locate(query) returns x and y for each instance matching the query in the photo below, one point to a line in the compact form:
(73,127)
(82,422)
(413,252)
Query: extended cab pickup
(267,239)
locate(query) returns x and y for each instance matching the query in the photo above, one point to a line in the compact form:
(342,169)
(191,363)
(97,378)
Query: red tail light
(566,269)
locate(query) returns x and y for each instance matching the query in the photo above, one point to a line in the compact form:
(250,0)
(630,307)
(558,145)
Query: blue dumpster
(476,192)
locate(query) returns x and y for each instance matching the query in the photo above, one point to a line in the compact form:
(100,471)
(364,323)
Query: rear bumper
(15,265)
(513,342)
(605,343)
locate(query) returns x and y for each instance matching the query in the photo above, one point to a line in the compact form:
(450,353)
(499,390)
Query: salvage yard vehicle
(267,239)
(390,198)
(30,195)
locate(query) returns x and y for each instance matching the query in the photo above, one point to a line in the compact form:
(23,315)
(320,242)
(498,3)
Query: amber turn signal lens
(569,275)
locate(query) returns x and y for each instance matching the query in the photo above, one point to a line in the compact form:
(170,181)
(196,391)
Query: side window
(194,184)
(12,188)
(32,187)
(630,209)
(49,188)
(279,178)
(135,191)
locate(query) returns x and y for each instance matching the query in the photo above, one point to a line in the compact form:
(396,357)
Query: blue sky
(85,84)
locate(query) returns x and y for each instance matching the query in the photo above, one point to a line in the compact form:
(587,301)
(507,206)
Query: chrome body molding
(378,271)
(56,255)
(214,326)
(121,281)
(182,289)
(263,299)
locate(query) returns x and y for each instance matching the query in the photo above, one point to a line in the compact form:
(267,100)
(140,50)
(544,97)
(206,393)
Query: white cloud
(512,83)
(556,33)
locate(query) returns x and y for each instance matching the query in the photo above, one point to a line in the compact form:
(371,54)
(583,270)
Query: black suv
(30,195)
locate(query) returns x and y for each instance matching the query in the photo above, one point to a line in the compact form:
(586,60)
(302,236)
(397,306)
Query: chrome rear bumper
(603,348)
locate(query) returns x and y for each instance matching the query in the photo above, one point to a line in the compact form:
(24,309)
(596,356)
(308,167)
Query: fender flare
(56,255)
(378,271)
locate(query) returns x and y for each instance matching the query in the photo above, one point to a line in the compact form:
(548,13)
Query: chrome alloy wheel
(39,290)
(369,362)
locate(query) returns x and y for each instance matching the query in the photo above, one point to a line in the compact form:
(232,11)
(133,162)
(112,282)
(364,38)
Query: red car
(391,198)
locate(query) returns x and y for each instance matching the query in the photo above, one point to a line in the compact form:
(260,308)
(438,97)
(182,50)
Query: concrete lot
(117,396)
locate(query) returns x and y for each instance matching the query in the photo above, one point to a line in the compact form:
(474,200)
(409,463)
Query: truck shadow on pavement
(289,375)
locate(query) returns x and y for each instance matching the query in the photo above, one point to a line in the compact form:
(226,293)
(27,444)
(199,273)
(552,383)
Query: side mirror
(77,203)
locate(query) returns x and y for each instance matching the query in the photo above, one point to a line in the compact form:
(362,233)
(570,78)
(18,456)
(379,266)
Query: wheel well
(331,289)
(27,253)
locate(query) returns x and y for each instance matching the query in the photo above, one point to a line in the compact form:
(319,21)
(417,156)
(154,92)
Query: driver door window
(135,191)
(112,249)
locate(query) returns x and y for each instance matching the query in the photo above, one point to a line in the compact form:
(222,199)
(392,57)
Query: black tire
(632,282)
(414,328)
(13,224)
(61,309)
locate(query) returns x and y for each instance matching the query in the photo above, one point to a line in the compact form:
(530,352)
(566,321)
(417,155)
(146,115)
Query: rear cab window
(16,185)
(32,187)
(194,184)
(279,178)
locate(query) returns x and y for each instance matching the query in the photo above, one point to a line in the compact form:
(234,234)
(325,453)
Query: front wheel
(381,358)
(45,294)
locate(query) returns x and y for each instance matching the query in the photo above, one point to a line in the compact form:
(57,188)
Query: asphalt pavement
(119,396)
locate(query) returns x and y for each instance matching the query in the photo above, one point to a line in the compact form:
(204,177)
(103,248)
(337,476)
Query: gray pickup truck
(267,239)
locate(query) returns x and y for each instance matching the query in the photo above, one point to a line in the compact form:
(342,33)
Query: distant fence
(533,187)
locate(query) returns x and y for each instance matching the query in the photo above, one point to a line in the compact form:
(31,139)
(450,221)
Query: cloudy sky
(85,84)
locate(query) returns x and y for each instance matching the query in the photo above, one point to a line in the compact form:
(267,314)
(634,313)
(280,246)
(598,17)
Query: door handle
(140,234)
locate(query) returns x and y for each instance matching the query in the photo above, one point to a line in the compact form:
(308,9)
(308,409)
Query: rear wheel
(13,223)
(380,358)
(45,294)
========
▶ _DO THIS_: Your task is to reproduce the whole listing exactly.

▶ _OUTPUT BELOW_:
locate(query) returns x and y for each instance matching the query in the photo below, one point to a line in the compact form:
(73,127)
(82,422)
(413,252)
Query: extended cab pickup
(267,239)
locate(query) returns x and y for each instance matching the query in the photo above, one point to a line in the compact form:
(342,169)
(191,363)
(97,378)
Query: red tail light
(566,269)
locate(query) returns x and y for each instance matching the query in the photo above, one point to a line in the compact form:
(250,0)
(630,307)
(558,145)
Query: blue dumpster
(476,192)
locate(query) returns x and y for each instance matching the query in the photo above, one point to a line in the compact form:
(100,471)
(364,323)
Query: rear bumper
(15,265)
(513,342)
(605,343)
locate(query) returns x and y for each instance matching the query in the photo above, one point to a line in the compact form:
(450,353)
(499,390)
Query: salvage yard vehicle
(267,239)
(390,198)
(30,195)
locate(query) returns x and y for each instance matching the query in the photo above, one point to a line in the compact form:
(23,315)
(320,242)
(498,3)
Query: amber turn signal lens
(569,275)
locate(query) returns x and y for each instance matching the query in the photo above, one point to a line in the compact form:
(170,181)
(196,391)
Query: side window
(194,184)
(12,188)
(32,187)
(630,209)
(49,188)
(279,178)
(135,191)
locate(query) returns x and y for each instance matching the query in the photo above, one point to a line in the compact form:
(396,357)
Query: blue sky
(85,84)
locate(query) returns x and y for each instance matching the query in the photo above, one point to a line in the compact form:
(587,301)
(507,206)
Query: chrome body molding
(378,271)
(56,255)
(214,326)
(121,281)
(182,289)
(263,299)
locate(query) returns x and y for each instance matching the query in the photo above, one point to a line in the compact form:
(267,100)
(140,50)
(544,97)
(206,393)
Query: white cloud
(512,83)
(556,33)
locate(query) returns x and y for each instance matching the query in the photo above, one point to a line in the compact form:
(371,54)
(583,270)
Query: black suv
(30,195)
locate(query) returns x and y for each instance matching the query in the photo above, one point to a line in the compact form:
(586,60)
(302,236)
(397,306)
Query: chrome rear bumper
(603,348)
locate(query) returns x and y for each instance matching the query in the photo above, one point to a line in the compact form:
(24,309)
(596,356)
(308,167)
Query: fender flare
(56,255)
(378,271)
locate(query) returns x and y for each instance matching the query in the photo above, one point to a line in the compact form:
(548,13)
Query: chrome alloy wheel
(39,290)
(369,362)
locate(query) returns x and y for each instance matching the query in the photo above, one point to a line in the compact form:
(232,11)
(133,162)
(112,282)
(364,38)
Query: red car
(391,198)
locate(query) returns x and y for each instance matching the query in the photo above, one point to a line in the compact form:
(260,308)
(438,97)
(182,50)
Query: concrete lot
(117,396)
locate(query) returns x and y for each instance matching the query in the photo above, one point to a line in the compact form:
(474,200)
(409,463)
Query: truck shadow on pavement
(289,375)
locate(query) returns x and y for each instance matching the query in the photo above, one point to a line in the compact form:
(226,293)
(27,444)
(199,273)
(552,383)
Query: side mirror
(77,203)
locate(query) returns x and y for each instance matching the query in the photo above, one point to a line in the compact form:
(362,233)
(570,78)
(18,456)
(379,266)
Query: wheel well
(331,289)
(27,253)
locate(query) returns x and y for each instance matching the query in the photo above, one point to a line in the compact form:
(319,21)
(417,156)
(154,92)
Query: driver door window
(135,191)
(112,249)
locate(query) returns x and y for each instance matching the query in the photo above, one point to a line in the compact form:
(222,199)
(392,57)
Query: black tire
(632,282)
(414,328)
(13,224)
(61,309)
locate(query) returns x and y for each instance matching the query in the photo above, one point to a line in the compact form:
(530,352)
(566,321)
(417,155)
(146,115)
Query: rear cab window
(16,185)
(32,187)
(194,184)
(279,178)
locate(query) returns x and y for each instance matching the query in the photo above, one point to a line in the compact form:
(234,234)
(325,453)
Query: front wheel
(381,358)
(45,294)
locate(query) returns x and y for each instance matching the query in the photo above, one point to a line in the compact form:
(57,188)
Query: asphalt pavement
(119,396)
locate(query) returns x and y for each instance matching the query in the photo above, one point to a line in the compact form:
(204,177)
(103,248)
(337,476)
Query: gray pickup truck
(267,239)
locate(query) returns x and y for each instance matching the query in the photo above, one point to a line in the compact form:
(342,33)
Query: distant fence
(533,187)
locate(query) returns x and y for each instance matching the query in the photo above, one point to a line in the compact form:
(31,139)
(450,221)
Query: cloudy sky
(85,84)
locate(query) returns x and y for each instance matching the query in the photo above, one point to a line in the compact form:
(267,314)
(634,313)
(280,246)
(598,17)
Query: door handle
(140,234)
locate(query) returns x and y for each instance matching the query in the photo above, one point to a line in the compact form:
(308,9)
(308,409)
Query: rear wheel
(13,223)
(380,358)
(45,294)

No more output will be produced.